→ Problem description
Rewrite the lines from the line with "Task: pointing. Mark each instance of the green leaf" up to and including the line with "(1176, 784)", replacing "single dot" with "single point" and leaving everything else unchanged.
-- START Exercise inputs --
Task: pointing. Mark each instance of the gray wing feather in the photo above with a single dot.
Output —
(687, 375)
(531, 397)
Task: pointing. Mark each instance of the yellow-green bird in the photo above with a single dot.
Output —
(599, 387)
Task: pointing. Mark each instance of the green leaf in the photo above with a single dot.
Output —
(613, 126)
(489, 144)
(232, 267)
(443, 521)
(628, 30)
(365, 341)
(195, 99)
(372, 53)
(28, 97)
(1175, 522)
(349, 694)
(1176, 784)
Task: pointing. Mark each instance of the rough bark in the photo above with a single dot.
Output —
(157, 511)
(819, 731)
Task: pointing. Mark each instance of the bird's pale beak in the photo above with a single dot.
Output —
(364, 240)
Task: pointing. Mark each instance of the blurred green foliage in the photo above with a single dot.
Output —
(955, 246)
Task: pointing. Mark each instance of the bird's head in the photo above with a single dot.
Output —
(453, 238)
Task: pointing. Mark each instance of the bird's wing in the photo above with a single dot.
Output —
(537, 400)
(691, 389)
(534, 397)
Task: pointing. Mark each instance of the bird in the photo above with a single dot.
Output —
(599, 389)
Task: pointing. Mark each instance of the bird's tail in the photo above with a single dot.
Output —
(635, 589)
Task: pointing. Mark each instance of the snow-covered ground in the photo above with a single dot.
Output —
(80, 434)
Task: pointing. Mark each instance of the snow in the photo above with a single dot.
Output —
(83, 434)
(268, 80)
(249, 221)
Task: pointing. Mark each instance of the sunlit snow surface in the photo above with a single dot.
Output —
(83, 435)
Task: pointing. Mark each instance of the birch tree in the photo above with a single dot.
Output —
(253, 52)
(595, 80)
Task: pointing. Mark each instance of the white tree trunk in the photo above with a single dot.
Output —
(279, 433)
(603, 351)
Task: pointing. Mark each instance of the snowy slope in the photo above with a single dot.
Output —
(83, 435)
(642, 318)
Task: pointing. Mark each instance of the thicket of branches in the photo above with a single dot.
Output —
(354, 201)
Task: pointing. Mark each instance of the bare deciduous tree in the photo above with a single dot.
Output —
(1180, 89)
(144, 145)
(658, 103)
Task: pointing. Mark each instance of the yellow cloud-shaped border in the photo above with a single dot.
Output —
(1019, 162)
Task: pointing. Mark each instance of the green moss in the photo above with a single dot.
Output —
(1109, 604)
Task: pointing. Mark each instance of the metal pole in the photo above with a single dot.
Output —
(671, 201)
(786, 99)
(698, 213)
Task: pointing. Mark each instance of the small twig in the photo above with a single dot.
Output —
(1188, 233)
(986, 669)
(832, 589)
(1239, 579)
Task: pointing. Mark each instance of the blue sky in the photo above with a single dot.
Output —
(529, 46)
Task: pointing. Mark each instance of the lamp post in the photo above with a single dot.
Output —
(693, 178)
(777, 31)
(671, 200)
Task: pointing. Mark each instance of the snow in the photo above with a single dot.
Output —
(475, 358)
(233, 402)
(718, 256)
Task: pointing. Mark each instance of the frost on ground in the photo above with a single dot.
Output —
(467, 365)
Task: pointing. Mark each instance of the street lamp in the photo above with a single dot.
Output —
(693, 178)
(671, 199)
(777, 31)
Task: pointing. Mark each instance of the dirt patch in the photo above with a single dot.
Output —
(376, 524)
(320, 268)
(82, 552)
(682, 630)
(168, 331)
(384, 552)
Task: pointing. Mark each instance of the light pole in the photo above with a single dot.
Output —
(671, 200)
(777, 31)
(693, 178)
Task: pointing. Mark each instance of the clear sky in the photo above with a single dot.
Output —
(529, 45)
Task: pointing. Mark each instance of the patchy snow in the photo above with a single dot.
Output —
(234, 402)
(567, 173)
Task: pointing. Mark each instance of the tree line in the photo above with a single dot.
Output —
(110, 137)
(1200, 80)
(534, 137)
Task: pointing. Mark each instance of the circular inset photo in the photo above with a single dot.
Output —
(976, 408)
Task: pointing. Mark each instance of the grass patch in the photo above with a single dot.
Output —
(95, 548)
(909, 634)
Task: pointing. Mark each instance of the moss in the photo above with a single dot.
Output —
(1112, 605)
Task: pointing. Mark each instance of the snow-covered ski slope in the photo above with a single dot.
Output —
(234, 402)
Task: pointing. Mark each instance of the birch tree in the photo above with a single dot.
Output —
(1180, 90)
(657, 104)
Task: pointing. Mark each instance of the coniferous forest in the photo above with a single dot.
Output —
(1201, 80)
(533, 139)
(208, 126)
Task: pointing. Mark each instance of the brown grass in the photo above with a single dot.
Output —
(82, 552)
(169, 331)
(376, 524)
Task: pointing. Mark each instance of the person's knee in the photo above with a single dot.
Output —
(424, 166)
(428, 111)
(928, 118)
-- END Exercise inputs --
→ Worked answer
Task: pointing. Mark each instance of the green leaf in the photo above with a single point.
Output —
(613, 126)
(489, 144)
(232, 267)
(443, 521)
(628, 30)
(365, 341)
(195, 99)
(372, 53)
(28, 97)
(1175, 522)
(349, 694)
(1176, 784)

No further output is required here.